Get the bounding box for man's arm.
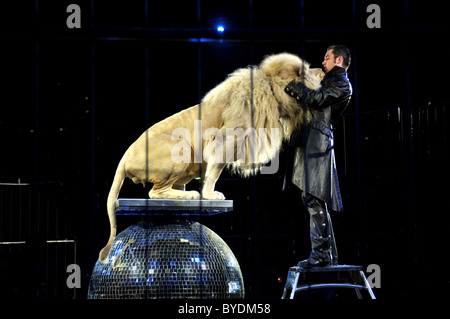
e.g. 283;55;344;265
284;80;344;110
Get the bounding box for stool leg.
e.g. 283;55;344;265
359;270;377;299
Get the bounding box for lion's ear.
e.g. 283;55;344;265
277;68;295;80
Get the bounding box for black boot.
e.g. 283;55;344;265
298;196;337;267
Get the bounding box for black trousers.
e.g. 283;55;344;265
302;192;338;265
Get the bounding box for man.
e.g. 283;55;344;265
285;45;352;267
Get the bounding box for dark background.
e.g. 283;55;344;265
0;0;450;299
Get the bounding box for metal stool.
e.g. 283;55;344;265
281;265;376;299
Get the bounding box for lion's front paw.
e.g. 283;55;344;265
202;192;225;200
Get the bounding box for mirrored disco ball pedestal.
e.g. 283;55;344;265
88;199;244;299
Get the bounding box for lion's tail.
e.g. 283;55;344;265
99;153;126;262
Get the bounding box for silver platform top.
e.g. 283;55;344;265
115;198;233;216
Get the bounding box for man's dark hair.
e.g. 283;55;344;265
327;44;352;69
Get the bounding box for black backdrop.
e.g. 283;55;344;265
0;0;450;299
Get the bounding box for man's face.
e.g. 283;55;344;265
322;50;337;73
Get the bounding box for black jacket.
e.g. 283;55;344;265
285;66;352;211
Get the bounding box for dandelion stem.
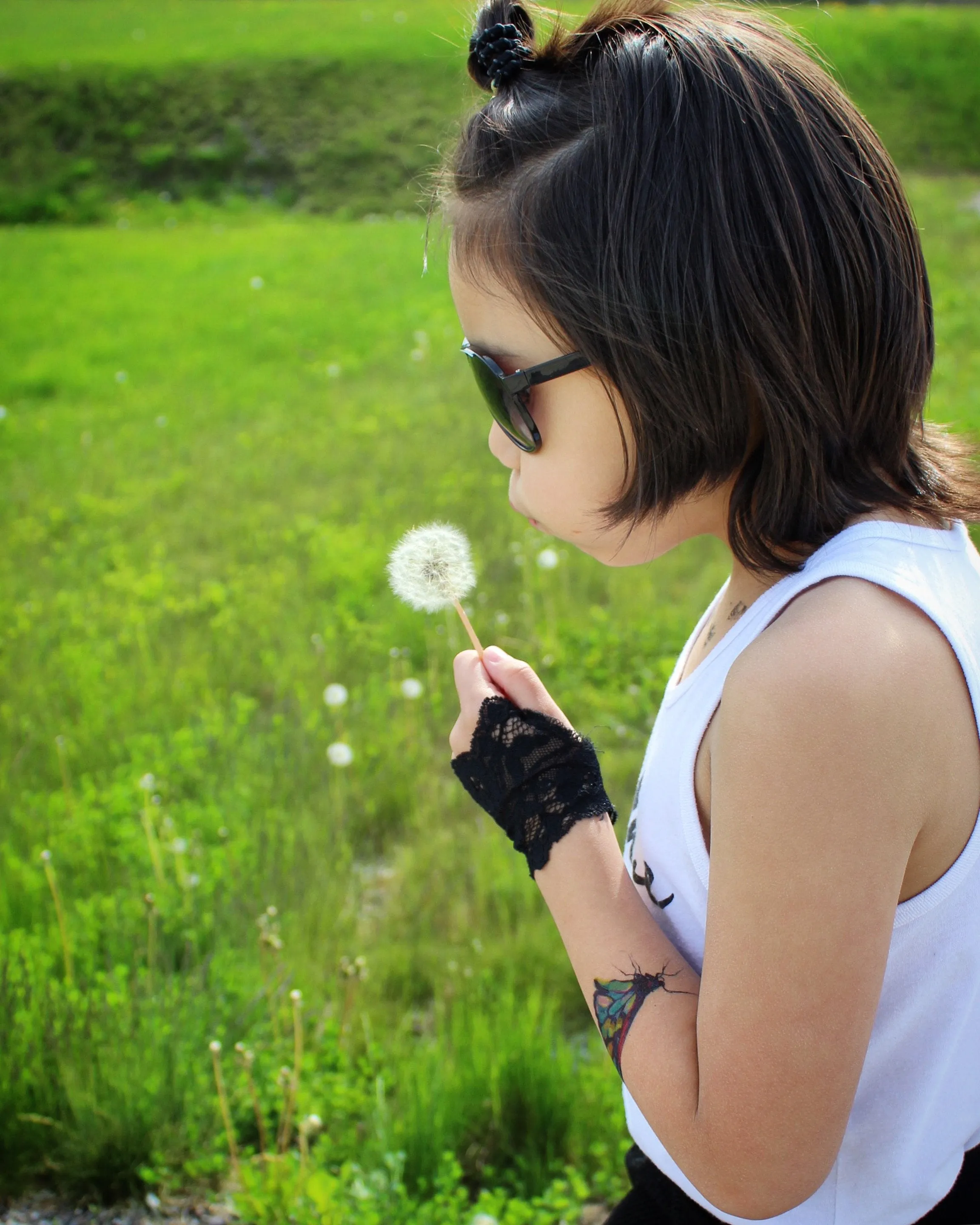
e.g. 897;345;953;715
279;991;302;1153
54;736;75;821
211;1039;241;1179
140;790;163;884
245;1060;267;1158
143;893;157;990
452;600;483;663
40;850;75;986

^^^^

What you have to do:
Please rewrite all of the entries above, replacing every "black" with "navy" and leaving everything else unchanged. Leave the pictures out of your version.

Task output:
Get the bounding box for man's arm.
e.g. 283;55;344;265
284;80;344;110
Get the bounding box for stool leg.
e.g. 283;55;344;265
359;270;377;299
Get the bounding box for lion's ear.
e.g. 283;55;344;265
277;68;295;80
Get the bounding box for navy boot.
e.g. 283;55;344;265
298;196;337;267
Get the bounding box for navy trousers.
e.g. 283;55;344;265
302;192;338;265
Get the bounding box for man.
e.g. 283;55;344;265
285;45;352;267
Get the bounding box for dark background.
e.g. 283;55;344;265
0;0;450;299
Get the bounding box for metal stool.
e.g. 283;55;344;265
281;265;376;299
Get the bounding box for lion's front paw.
e.g. 283;55;344;265
202;192;225;200
Get the bounding box for mirrored disco ball pedestal.
e.g. 283;55;344;265
88;199;244;299
Get the bounding box for lion's tail.
e.g. 283;55;344;265
99;153;126;262
Get the bounding box for silver platform top.
e.g. 283;55;344;265
115;198;233;216
Get the bounding box for man's dark hair.
e.g. 283;55;344;265
327;44;352;69
Get the bounding box for navy backdrop.
e.g. 283;55;344;265
0;0;450;299
Get the bounding box for man's face.
e.g. 283;55;344;265
322;50;337;73
Get the bounding box for navy jacket.
e.g. 283;55;344;265
285;66;352;211
Get the bounding box for dandelion stem.
e.g. 897;345;953;715
279;991;302;1153
54;736;75;821
211;1039;241;1179
140;790;163;884
245;1060;267;1158
143;893;157;990
452;600;483;663
40;850;75;986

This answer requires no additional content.